**AUFGABENLISTE**
(a) Gib aus dem Textauszug über konstruktive Kritik den Abschnitt wortgetreu wieder, beginnend mit „Auf einen geeigneten“ und weiter bis einschließlich „Kritisierten wohlgesinnt ist.“.
(b) Führe den Text über die Regeln konstruktiver Kritik weiter, und zwar im Anschluss an seinen letzten Satz.

**TEXTAUSZUG**

══════════

Regeln konstruktiver Kritik
Ein Thema frühzeitig ansprechen, bevor Emotionen hochkochen.
Auf einen geeigneten Zeitpunkt und eine ruhige Atmosphäre achten.
Sachlich und anständig bleiben.
Auf Machtspiele und Abrechnung verzichten. Keine Kritik vor versammelter Mannschaft.
Sich sorgfältig vorbereiten.
Mit und ohne Worte zum Ausdruck bringen, dass man es gut meint und dem Kritisierten wohlgesinnt ist.
Es kann hilfreich sein, wenn am Beginn eine konkrete, ehrlich gemeinte Würdigung steht – aber nicht als strategisches Spielchen! Wird nämlich immer nur dann Anerkennung geäußert, wenn danach Kritik folgt, geht das Gegenüber verständlicherweise in „Hab-Acht-Stellung“.

══════════

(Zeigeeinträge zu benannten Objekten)
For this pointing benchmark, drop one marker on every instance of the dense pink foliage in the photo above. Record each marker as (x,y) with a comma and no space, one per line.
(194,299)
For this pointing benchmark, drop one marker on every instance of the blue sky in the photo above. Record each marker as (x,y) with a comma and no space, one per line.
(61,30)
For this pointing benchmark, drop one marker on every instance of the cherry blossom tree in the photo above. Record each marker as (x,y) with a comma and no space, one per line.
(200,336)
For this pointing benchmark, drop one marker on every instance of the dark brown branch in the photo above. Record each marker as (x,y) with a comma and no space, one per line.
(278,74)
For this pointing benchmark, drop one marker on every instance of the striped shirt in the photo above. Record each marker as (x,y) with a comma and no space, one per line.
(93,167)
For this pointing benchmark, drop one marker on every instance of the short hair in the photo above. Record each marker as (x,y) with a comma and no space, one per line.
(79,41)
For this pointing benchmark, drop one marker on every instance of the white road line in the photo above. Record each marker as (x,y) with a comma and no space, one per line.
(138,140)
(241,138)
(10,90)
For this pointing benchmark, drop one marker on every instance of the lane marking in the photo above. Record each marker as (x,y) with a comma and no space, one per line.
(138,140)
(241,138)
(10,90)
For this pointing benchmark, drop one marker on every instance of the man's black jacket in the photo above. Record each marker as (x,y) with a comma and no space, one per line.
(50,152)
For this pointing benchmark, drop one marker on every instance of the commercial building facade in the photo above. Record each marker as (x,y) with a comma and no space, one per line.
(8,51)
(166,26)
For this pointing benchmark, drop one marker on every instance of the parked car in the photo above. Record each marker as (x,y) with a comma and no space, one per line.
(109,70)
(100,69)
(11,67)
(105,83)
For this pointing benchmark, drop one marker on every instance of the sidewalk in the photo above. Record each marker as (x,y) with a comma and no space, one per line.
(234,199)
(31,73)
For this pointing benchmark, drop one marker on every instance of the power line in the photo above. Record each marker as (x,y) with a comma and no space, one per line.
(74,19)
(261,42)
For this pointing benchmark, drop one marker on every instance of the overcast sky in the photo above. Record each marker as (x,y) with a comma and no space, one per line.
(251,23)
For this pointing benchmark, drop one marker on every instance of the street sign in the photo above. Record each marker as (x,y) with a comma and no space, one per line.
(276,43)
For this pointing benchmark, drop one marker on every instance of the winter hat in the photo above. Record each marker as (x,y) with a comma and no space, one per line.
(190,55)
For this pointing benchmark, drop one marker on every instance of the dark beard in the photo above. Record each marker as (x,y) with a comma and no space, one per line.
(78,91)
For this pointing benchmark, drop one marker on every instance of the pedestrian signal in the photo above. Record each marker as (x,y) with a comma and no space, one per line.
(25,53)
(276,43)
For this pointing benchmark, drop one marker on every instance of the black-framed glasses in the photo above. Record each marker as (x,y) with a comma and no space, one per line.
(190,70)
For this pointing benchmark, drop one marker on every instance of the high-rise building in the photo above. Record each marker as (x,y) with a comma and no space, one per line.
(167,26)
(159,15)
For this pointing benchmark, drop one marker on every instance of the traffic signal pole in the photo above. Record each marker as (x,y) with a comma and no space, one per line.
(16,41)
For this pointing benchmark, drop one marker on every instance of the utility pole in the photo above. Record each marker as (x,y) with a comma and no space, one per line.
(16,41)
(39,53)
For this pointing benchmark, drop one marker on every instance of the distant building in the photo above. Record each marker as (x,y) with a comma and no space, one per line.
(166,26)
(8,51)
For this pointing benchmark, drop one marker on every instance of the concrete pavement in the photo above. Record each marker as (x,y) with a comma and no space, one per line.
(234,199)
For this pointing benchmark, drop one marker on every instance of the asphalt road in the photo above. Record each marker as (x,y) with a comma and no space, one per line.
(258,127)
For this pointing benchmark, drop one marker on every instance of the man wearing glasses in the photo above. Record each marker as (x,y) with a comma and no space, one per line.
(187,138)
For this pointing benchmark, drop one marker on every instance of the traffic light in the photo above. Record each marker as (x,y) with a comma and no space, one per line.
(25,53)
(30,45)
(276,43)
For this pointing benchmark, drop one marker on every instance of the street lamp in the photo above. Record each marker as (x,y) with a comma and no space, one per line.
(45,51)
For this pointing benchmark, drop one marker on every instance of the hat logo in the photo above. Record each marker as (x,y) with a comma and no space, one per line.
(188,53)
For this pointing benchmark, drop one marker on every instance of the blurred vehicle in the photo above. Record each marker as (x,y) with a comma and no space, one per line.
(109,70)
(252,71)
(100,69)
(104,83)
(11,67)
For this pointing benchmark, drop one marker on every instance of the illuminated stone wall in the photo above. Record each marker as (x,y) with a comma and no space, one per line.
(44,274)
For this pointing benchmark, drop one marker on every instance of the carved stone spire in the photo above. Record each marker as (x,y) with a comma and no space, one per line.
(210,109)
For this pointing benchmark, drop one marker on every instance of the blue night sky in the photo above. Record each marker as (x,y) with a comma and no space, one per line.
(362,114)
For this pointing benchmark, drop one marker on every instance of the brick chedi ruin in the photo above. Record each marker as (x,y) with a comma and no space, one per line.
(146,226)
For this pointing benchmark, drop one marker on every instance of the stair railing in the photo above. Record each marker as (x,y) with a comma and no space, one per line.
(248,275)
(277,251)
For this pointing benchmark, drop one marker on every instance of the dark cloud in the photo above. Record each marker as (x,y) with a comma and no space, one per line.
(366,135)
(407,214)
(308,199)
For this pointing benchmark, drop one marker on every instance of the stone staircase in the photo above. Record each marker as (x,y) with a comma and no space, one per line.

══════════

**ERGEBNISSE**
(a)
Auf einen geeigneten Zeitpunkt und eine ruhige Atmosphäre achten.
Sachlich und anständig bleiben.
Auf Machtspiele und Abrechnung verzichten. Keine Kritik vor versammelter Mannschaft.
Sich sorgfältig vorbereiten.
Mit und ohne Worte zum Ausdruck bringen, dass man es gut meint und dem Kritisierten wohlgesinnt ist.

(b)
In Ich-Botschaften präzise das Problem und eine konkrete Situation benennen. Auf Formulierungen wie „typisch“, „immer“, „nie“ und Vorwürfe verzichten.
Beim Thema bleiben. Humor, nicht Ironie, ist ein wunderbarer Begleiter.
Ein Aspekt, der oft vernachlässigt wird: Fragen, wie der Kritisierte es sieht, gemeinsam nach Ursachen suchen und Lösungen andenken.